SWOT Week...just the name provokes a fluttering of butterflies in the stomach. SWOT Week, by usual definition, applies to students preparing for upcoming exams and assessments. It is an opportunity to step away from regular classes, work obligations and other commitments, in order to fully submerge yourself in study.


While some type-A personalities (cough, cough) RELISH in the planning and organising opportunities a SWOT week provides, others are full of nervous anticipation and dread. What should I study? How should I study? When should I study? If this is you (and even if it's not), you're in the right place. In this post, we're going to offer you the very best tips and advice to maximise your performance and keep your nervous system CALM.


The first thing you should know about ensuring you are adequately prepared to undertake SWOT week: it's a good idea to take some time off work. Now, I know - this is easy if you're a student, but what if you work full-time? You can't very well just take a week off. If this applies to you, I recommend speaking to your employer about the negotiations that can be made. For example, can you work five half-days this week instead? Can you complete just the important tasks and delegate the simpler ones to other colleagues, leaving time for you to go home early and study? Can you work two full days instead of five? Whatever you'd like to do, chances are your employer will be willing to negotiate with you and create a (very short-term) plan that works for both parties. If you are sitting your LANTITE exam, you probably work in a school environment anyway - your principal, coordinator and leadership teams most likely understand your situation and want to help you as much as they can. So don't be afraid to share your anxieties about taking time off to study.


In the event that a consensus can't be reached, you'll have to spend every waking moment outside of work hours studying. BUT I caution you: do not burn yourself out, especially not the week before a huge exam. Dedicate yourself to studying manageable loads until the weekend comes, when you can fully immerse yourself in it. It isn't the end of the world if you can't get time off before your exam, because the consistent study you've done for the last few months will carry you through. If you're someone that hasn't done any study at all, and are relying on 'cramming' methods the week before, heed my advice: it's unlikely you'll pass, so you're better off postponing until the next window. Save yourself the headache (and heartache!).

========================================================================

- [What the task asks]:
In the SWOT week text, what does the writer advise someone who has done no study at all and is relying on cramming the week before?

- [Supplied data]:
========================================================================

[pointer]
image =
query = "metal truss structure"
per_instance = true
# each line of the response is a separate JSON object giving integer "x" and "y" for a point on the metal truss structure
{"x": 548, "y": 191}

========================================================================

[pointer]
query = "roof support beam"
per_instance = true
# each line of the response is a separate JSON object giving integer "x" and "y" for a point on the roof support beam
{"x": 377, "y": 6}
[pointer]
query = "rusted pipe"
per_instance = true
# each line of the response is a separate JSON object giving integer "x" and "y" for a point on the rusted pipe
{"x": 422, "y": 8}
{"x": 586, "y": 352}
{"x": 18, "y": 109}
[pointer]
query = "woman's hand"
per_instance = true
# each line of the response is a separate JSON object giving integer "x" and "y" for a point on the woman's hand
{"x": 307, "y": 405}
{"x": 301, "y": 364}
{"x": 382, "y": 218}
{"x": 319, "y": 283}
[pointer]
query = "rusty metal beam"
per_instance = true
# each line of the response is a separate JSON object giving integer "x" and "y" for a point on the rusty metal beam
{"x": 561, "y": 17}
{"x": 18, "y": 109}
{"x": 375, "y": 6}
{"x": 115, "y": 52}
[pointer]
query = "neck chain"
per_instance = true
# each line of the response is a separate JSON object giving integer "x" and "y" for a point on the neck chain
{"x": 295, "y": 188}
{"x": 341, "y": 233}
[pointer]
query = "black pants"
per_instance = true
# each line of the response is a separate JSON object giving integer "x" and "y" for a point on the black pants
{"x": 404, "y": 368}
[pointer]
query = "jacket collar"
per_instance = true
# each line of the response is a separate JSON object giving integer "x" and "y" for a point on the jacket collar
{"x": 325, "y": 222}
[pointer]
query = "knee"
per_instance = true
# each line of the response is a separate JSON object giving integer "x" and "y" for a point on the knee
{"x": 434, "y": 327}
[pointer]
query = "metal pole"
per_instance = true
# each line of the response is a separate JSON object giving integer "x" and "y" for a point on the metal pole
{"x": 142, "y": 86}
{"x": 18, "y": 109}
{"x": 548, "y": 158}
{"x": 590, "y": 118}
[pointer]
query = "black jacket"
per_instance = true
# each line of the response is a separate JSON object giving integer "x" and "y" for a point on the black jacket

========================================================================

- [Exercise answer]:
Postpone the exam until the next window.